==== ITEMS ====
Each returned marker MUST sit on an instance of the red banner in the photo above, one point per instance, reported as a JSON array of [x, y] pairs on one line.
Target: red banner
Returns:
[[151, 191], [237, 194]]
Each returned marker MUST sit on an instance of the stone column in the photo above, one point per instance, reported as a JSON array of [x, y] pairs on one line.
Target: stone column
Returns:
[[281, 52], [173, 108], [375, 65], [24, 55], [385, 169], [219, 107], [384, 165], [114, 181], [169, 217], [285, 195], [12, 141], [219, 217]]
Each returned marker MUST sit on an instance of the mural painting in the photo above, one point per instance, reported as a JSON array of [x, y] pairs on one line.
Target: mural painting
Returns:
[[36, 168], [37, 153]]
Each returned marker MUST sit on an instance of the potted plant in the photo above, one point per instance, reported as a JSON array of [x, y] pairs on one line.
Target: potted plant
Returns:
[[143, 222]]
====
**YOUR TASK:** Copy the data from the line containing "Each returned marker MUST sit on an instance of the potted" down through the end of the data, substituting "house plant" for "potted plant" and leaving everything else unchanged.

**RESULT FOR THIS EXERCISE:**
Each returned marker MUST sit on an instance of the house plant in the photo above, one point per instance, reported as a JSON array of [x, y] pairs on one line.
Target: house plant
Returns:
[[143, 222]]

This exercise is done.